[start]
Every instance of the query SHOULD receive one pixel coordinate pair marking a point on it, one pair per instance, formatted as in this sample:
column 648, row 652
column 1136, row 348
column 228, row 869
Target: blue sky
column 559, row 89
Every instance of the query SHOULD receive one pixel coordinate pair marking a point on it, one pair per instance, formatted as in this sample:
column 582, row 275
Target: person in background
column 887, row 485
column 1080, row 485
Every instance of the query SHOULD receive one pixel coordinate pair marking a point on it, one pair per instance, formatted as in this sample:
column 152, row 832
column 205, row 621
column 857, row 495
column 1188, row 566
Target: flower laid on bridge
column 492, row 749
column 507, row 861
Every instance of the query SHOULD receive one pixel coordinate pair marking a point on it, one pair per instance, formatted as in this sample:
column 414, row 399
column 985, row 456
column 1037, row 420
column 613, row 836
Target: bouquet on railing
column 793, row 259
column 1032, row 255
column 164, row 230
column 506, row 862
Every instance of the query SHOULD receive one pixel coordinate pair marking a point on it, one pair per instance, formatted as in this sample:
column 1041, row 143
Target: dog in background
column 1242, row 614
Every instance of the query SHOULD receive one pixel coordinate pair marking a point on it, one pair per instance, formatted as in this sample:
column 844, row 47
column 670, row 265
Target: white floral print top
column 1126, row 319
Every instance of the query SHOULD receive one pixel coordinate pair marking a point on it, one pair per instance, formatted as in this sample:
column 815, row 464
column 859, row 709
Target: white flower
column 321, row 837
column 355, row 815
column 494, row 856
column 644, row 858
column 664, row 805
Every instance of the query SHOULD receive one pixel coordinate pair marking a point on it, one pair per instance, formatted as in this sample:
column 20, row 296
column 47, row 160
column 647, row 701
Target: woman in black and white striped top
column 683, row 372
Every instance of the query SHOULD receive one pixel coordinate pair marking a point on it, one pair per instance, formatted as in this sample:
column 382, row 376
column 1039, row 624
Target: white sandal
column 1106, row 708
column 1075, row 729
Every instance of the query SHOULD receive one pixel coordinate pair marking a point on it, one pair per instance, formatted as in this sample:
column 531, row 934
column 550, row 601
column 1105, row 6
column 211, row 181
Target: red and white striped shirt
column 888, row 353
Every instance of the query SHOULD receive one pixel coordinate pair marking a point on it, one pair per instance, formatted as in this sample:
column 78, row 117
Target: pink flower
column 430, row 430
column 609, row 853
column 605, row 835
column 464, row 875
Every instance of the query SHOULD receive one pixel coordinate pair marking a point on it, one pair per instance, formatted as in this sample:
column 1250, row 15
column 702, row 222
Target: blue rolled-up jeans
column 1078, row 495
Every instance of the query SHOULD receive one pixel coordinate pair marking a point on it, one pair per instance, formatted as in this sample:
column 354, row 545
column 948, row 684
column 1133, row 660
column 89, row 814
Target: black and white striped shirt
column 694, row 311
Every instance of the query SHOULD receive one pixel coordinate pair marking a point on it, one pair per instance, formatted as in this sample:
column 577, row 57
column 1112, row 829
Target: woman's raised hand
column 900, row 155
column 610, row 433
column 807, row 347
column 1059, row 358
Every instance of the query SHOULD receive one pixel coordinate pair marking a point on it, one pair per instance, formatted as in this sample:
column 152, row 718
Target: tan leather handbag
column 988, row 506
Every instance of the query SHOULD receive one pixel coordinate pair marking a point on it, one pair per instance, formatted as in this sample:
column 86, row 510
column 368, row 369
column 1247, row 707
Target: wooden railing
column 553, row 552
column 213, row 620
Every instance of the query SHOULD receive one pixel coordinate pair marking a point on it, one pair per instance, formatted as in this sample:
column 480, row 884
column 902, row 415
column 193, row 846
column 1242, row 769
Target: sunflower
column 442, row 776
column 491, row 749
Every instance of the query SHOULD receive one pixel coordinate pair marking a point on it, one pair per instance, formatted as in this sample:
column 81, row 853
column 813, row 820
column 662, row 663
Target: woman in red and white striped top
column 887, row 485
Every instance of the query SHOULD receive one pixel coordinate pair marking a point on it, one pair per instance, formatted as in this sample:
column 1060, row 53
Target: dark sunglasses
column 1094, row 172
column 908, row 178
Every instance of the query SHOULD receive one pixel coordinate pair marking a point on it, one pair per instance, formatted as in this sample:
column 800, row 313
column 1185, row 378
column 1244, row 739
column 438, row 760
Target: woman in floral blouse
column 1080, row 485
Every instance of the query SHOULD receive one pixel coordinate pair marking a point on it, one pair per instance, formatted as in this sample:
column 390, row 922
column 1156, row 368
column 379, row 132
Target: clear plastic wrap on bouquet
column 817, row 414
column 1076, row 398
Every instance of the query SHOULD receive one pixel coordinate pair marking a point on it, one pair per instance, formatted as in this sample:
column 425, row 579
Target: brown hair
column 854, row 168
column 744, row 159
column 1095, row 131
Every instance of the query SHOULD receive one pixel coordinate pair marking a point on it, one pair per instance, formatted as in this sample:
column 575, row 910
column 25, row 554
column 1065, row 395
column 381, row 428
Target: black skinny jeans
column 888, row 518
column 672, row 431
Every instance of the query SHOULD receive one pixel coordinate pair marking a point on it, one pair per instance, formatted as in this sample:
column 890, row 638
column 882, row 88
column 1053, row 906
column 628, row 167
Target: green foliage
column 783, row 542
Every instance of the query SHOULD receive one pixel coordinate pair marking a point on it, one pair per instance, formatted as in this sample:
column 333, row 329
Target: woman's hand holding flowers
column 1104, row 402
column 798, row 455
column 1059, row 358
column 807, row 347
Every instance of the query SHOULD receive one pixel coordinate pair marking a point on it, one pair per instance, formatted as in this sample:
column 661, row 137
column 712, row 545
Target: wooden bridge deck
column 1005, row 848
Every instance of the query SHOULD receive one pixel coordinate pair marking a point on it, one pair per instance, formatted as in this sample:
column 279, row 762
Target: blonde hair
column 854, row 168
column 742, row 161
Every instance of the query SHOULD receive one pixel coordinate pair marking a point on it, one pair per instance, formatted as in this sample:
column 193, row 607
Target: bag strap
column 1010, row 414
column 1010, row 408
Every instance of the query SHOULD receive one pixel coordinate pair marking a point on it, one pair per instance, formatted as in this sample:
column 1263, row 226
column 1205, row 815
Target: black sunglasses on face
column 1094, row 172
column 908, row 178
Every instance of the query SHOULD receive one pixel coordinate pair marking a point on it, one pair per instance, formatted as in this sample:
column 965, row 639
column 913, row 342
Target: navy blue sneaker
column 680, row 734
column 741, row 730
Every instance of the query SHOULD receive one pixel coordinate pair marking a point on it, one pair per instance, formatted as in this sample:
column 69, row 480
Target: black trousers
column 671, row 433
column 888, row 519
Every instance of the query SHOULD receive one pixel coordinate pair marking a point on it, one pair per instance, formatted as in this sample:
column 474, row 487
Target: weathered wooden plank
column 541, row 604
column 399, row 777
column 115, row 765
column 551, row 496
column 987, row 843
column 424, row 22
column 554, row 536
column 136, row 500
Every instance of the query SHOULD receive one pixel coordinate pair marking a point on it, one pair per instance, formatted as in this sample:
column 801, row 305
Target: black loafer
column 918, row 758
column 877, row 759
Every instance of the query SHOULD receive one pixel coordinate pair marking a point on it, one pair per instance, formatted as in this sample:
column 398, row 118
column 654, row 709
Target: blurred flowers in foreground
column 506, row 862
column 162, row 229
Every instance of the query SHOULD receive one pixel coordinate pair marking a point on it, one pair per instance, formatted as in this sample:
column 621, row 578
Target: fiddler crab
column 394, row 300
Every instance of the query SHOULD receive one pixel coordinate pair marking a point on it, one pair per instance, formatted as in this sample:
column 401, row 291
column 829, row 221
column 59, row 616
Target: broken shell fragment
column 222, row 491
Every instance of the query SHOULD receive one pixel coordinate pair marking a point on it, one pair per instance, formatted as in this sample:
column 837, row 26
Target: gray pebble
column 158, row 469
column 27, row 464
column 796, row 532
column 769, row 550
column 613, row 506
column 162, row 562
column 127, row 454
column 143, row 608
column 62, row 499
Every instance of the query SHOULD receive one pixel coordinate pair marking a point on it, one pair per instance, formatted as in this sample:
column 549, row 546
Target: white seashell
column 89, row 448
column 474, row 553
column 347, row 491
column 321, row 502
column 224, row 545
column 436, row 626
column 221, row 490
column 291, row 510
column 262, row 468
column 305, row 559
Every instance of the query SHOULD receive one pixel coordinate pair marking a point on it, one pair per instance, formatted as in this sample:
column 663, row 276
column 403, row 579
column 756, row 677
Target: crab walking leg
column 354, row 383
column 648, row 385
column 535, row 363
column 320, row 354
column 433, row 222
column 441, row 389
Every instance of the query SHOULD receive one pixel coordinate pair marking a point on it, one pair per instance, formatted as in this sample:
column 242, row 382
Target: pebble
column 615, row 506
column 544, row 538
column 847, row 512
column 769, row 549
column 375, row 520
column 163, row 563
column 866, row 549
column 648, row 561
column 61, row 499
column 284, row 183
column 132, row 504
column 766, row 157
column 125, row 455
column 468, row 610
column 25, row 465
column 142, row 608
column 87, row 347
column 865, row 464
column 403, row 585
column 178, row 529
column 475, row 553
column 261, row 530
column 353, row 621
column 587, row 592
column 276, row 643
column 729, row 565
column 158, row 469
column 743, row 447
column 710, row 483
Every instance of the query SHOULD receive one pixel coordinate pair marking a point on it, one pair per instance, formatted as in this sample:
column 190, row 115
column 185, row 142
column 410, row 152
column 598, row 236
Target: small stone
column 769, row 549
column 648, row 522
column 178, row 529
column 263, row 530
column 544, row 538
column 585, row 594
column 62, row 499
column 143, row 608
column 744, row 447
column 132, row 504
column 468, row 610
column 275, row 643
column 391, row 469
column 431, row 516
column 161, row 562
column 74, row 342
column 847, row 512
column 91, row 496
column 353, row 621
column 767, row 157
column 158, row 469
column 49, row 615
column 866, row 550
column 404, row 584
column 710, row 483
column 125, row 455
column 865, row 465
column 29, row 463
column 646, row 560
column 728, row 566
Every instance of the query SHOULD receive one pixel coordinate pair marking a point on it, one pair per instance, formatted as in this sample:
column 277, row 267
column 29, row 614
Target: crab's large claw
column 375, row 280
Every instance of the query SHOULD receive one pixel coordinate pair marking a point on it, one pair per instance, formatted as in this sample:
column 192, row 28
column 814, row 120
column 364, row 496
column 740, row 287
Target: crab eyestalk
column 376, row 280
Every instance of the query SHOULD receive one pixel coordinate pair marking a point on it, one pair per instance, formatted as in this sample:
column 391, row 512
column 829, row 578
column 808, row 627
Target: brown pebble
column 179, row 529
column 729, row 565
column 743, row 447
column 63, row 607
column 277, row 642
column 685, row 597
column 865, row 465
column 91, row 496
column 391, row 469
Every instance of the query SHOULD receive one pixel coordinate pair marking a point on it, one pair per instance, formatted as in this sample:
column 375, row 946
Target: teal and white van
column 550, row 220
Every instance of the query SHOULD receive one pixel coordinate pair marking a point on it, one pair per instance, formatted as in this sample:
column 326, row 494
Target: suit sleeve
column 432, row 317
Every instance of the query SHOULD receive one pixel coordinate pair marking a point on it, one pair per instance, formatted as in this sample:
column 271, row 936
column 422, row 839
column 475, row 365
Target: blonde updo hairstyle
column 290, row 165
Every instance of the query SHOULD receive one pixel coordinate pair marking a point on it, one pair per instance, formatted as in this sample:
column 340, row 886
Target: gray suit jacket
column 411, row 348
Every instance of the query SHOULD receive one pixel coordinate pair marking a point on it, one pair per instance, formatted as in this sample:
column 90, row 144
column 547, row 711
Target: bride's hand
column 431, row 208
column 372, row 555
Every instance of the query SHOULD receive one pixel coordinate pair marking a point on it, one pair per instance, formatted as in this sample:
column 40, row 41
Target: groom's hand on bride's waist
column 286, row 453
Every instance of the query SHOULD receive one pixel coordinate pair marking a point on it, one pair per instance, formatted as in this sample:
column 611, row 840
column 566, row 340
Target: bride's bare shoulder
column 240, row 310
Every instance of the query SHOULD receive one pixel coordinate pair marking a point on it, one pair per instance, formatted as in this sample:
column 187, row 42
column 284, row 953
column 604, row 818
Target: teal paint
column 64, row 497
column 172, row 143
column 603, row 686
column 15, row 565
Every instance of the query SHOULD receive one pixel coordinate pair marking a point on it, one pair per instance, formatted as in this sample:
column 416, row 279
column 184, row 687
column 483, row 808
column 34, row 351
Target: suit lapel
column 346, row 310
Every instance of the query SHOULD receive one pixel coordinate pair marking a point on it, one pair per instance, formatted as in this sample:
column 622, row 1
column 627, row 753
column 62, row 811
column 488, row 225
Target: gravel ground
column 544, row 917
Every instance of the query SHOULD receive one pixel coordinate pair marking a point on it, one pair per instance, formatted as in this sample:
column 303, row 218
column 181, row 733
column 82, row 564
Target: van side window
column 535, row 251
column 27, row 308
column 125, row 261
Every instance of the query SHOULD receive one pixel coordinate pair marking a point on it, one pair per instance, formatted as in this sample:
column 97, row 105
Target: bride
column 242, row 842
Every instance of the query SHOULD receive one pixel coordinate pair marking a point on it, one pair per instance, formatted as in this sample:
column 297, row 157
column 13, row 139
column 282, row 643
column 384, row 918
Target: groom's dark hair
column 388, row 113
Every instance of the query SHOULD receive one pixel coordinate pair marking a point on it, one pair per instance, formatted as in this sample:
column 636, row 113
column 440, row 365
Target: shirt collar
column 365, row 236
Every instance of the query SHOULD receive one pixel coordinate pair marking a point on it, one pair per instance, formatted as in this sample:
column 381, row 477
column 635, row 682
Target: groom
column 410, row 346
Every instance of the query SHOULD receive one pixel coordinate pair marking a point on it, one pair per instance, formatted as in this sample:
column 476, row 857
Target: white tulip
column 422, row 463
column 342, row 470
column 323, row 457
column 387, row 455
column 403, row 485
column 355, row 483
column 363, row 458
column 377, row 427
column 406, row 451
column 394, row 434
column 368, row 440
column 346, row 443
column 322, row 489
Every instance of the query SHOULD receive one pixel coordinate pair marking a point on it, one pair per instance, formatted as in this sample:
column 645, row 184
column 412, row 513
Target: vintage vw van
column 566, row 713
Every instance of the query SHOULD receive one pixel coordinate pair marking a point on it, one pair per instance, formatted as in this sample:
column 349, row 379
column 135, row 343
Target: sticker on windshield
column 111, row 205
[end]
*Stated task:*
How many of the lines above contain the string "bridge"? Case matters. Reply with the number only.

*The response:*
2